▸ INFORMATION SUPPLIED
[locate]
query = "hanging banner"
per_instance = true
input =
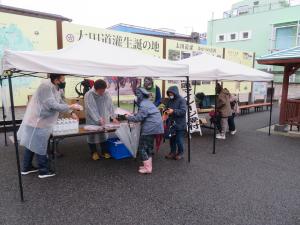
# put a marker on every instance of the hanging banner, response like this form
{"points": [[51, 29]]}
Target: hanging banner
{"points": [[146, 44], [259, 90], [194, 118]]}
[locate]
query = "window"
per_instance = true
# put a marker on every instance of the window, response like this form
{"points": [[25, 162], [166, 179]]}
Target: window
{"points": [[221, 38], [245, 35], [233, 36], [292, 78], [243, 10], [285, 37], [206, 82]]}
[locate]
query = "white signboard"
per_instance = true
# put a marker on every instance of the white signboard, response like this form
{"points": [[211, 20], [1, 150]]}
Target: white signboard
{"points": [[194, 119]]}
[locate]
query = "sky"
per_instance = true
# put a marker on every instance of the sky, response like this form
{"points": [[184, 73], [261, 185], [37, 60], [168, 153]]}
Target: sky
{"points": [[183, 16]]}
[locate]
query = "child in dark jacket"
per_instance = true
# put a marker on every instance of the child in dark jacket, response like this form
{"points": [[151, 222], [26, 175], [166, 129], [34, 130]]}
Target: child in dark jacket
{"points": [[176, 109], [151, 123]]}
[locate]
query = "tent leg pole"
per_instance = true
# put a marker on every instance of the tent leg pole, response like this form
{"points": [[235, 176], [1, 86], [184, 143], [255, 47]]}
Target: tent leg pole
{"points": [[4, 117], [271, 107], [188, 111], [118, 86], [215, 120], [15, 136]]}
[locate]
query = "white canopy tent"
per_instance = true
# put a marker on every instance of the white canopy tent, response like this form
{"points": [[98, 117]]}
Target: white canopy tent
{"points": [[92, 58], [83, 58], [209, 68]]}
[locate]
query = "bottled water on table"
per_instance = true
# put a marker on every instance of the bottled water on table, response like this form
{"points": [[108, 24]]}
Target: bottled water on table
{"points": [[64, 126]]}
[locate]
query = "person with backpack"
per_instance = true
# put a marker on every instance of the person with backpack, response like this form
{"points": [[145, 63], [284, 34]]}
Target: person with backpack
{"points": [[176, 109], [151, 125], [235, 110], [223, 109]]}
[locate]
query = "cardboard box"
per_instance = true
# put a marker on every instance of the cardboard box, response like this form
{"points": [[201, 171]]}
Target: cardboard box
{"points": [[70, 101]]}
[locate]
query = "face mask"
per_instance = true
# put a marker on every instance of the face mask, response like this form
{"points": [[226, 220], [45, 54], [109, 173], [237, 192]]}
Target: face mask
{"points": [[62, 85]]}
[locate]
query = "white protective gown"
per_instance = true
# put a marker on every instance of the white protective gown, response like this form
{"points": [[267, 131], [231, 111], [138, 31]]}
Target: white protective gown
{"points": [[97, 107], [40, 117]]}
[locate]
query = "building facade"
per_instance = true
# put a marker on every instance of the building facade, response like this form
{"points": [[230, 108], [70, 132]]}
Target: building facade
{"points": [[163, 33], [261, 26]]}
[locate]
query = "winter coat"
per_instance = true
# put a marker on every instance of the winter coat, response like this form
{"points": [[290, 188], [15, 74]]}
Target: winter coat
{"points": [[178, 104], [148, 115], [223, 104], [97, 107], [234, 104]]}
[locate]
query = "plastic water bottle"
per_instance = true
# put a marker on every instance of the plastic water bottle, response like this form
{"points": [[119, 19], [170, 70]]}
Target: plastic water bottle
{"points": [[59, 126]]}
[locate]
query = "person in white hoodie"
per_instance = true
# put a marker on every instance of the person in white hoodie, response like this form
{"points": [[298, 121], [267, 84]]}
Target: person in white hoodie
{"points": [[40, 117]]}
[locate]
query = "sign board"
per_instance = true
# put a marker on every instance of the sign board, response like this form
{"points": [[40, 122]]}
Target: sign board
{"points": [[146, 44], [194, 118], [177, 50]]}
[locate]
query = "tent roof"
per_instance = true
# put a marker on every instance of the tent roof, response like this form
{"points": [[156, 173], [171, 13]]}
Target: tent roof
{"points": [[92, 58], [287, 56], [207, 67]]}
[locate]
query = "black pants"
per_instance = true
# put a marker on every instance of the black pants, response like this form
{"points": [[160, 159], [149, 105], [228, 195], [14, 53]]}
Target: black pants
{"points": [[231, 123]]}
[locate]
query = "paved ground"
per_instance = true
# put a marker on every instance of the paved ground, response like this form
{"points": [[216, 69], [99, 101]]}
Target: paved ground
{"points": [[253, 179]]}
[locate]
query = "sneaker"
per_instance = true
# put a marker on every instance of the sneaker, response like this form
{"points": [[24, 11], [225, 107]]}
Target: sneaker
{"points": [[233, 132], [106, 155], [95, 156], [170, 156], [46, 175], [31, 170], [221, 136], [178, 157]]}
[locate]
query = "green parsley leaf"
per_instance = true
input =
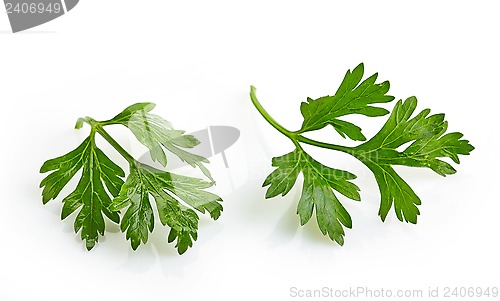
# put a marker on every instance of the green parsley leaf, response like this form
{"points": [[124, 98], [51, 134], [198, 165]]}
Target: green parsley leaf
{"points": [[429, 144], [425, 134], [352, 97], [164, 187], [90, 193], [101, 189], [155, 132], [317, 191]]}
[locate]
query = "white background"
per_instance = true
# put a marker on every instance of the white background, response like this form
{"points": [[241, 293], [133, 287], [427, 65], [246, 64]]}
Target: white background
{"points": [[196, 61]]}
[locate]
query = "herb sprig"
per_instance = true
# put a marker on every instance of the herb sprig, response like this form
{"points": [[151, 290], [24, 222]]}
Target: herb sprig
{"points": [[101, 190]]}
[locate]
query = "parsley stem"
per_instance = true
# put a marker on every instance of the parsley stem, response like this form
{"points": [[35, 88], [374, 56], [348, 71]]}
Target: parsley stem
{"points": [[266, 115], [96, 127], [336, 147], [294, 136]]}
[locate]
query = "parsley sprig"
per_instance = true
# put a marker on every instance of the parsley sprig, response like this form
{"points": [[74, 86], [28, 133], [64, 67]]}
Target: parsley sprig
{"points": [[101, 190], [425, 134]]}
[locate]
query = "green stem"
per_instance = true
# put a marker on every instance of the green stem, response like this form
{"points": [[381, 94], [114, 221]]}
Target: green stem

▸ TO BE DONE
Keep the pictures out and write out the records exactly.

▸ RESPONSE TO THIS EXERCISE
[locate]
query = "hanging banner"
per_instance = true
input =
# put a marker on every instance of the hanging banner, response like this form
{"points": [[51, 29]]}
Target: hanging banner
{"points": [[146, 44], [259, 90], [194, 118]]}
[locate]
query = "window"
per_instance = true
# put a marker on every instance of the window, response like this form
{"points": [[25, 162], [166, 179]]}
Target: window
{"points": [[221, 38], [245, 35], [233, 36], [292, 78], [243, 10], [285, 37], [206, 82]]}
[locate]
query = "white signboard"
per_instance = true
# put a marker on every instance of the white signboard, response like this form
{"points": [[211, 20], [1, 150]]}
Target: white signboard
{"points": [[194, 119]]}
[locate]
query = "sky"
per_instance = true
# put a marker on every instance of the sky, response like this form
{"points": [[184, 73], [261, 185], [37, 60], [168, 153]]}
Target: sky
{"points": [[183, 16]]}
[locate]
query = "child in dark jacket"
per_instance = true
# put a marker on every instance of the child in dark jacket, response like this form
{"points": [[151, 222], [26, 175], [166, 129], [34, 130]]}
Target: child in dark jacket
{"points": [[176, 109], [151, 123]]}
[locate]
query = "tent leg pole"
per_instance = true
# put a marker on every instance of the tent leg pole, response like this form
{"points": [[235, 176], [1, 86], [184, 143], [255, 47]]}
Target: tent leg pole
{"points": [[4, 117], [271, 107], [188, 111], [118, 86], [215, 120], [15, 136]]}
[locate]
query = "white canopy tent"
per_instance = true
# put a marker on every instance of the white canopy tent, response like this form
{"points": [[98, 117]]}
Target: white canopy tent
{"points": [[92, 58], [83, 58], [209, 68]]}
[locate]
query = "bottled water on table"
per_instance = true
# put a marker on every instance of the bottled water on table, response like this form
{"points": [[108, 24]]}
Target: bottled water on table
{"points": [[64, 126]]}
[locate]
query = "person with backpack"
per_instance = true
# put a marker on every instance of the person with backpack, response like this form
{"points": [[145, 63], [284, 34]]}
Target: person with backpack
{"points": [[176, 109], [151, 125], [235, 110], [223, 109]]}
[locate]
query = "cardboard box"
per_instance = true
# put a marker on every instance of the cardboard box, response like this form
{"points": [[201, 171]]}
Target: cardboard box
{"points": [[70, 101]]}
[locate]
query = "face mask"
per_instance = true
# put a marker on every instance of the face mask, response like this form
{"points": [[226, 220], [45, 54], [109, 173], [237, 192]]}
Target: face mask
{"points": [[62, 85]]}
[locate]
query = "white protective gown"
per_instance = true
# put a marker on every instance of the white protective gown, response like this form
{"points": [[267, 131], [231, 111], [138, 31]]}
Target: white protective gown
{"points": [[97, 107], [40, 117]]}
[locate]
query = "building facade"
per_instance = true
# put a marker on every instance of the building facade, response like this form
{"points": [[230, 108], [70, 132]]}
Target: building facade
{"points": [[163, 33], [261, 26]]}
[locate]
query = "winter coat"
per_instance = true
# put a marker on every instance of the winter coat, response like this form
{"points": [[290, 188], [15, 74]]}
Target: winter coat
{"points": [[178, 104], [148, 115], [223, 104], [97, 107], [234, 104]]}
[locate]
query = "plastic water bottle"
per_instance = true
# put a marker on every instance of the plastic water bottle, response like this form
{"points": [[119, 19], [170, 70]]}
Target: plastic water bottle
{"points": [[59, 126]]}
[locate]
query = "person in white hoodie"
per_instance = true
# put a marker on every instance of the person in white hoodie, response like this form
{"points": [[298, 121], [267, 84]]}
Target: person in white hoodie
{"points": [[40, 117]]}
[locate]
query = "sign board"
per_instance = true
# put a marker on every instance of the sign board, response like this form
{"points": [[40, 122]]}
Target: sign board
{"points": [[146, 44], [194, 118], [177, 50]]}
[locate]
query = "tent roof"
per_instance = true
# put a marker on every instance of the tent roof, response like this form
{"points": [[156, 173], [171, 13]]}
Target: tent roof
{"points": [[92, 58], [287, 56], [207, 67]]}
[locate]
query = "black pants"
per_instance = true
# put a marker on every instance of the black pants, response like this form
{"points": [[160, 159], [149, 105], [228, 195], [14, 53]]}
Target: black pants
{"points": [[231, 123]]}
[locate]
query = "paved ground"
per_instance = true
# put a marker on every instance of the paved ground, response like this form
{"points": [[216, 69], [99, 101]]}
Target: paved ground
{"points": [[253, 179]]}
[locate]
query = "sneaker"
per_instance = true
# put a marker on every instance of the sneaker, response like this form
{"points": [[24, 11], [225, 107]]}
Target: sneaker
{"points": [[233, 132], [106, 155], [95, 156], [170, 156], [46, 175], [31, 170], [221, 136], [178, 157]]}
[locate]
query = "green parsley leaf"
per_instance = true
input =
# put a marker on every instance of the green parsley leaf, response like this form
{"points": [[124, 98], [51, 134], [198, 165]]}
Target: green parsley leaf
{"points": [[429, 144], [425, 134], [352, 97], [164, 187], [90, 193], [101, 189], [155, 132], [317, 191]]}
[locate]
query = "white background"
per_instance = true
# put a marker on every instance of the white background, response like this form
{"points": [[241, 293], [133, 287], [427, 65], [246, 64]]}
Target: white background
{"points": [[196, 61]]}
[locate]
query = "herb sprig"
per_instance = true
# put a marker on every instance of the herb sprig, response like this form
{"points": [[151, 290], [24, 222]]}
Target: herb sprig
{"points": [[101, 190]]}
[locate]
query = "parsley stem"
per_instance = true
# put a marker on every instance of the parsley stem, response like this form
{"points": [[35, 88], [374, 56], [348, 71]]}
Target: parsley stem
{"points": [[266, 115], [96, 127], [336, 147], [294, 136]]}
[locate]
query = "parsley sprig"
per_instance = true
# put a marker on every instance of the parsley sprig, response like this form
{"points": [[74, 86], [28, 133], [64, 67]]}
Target: parsley sprig
{"points": [[101, 190], [425, 134]]}
[locate]
query = "green stem"
per_instance = true
# put a marker on every instance of the green stem, response like this form
{"points": [[381, 94], [114, 221]]}
Target: green stem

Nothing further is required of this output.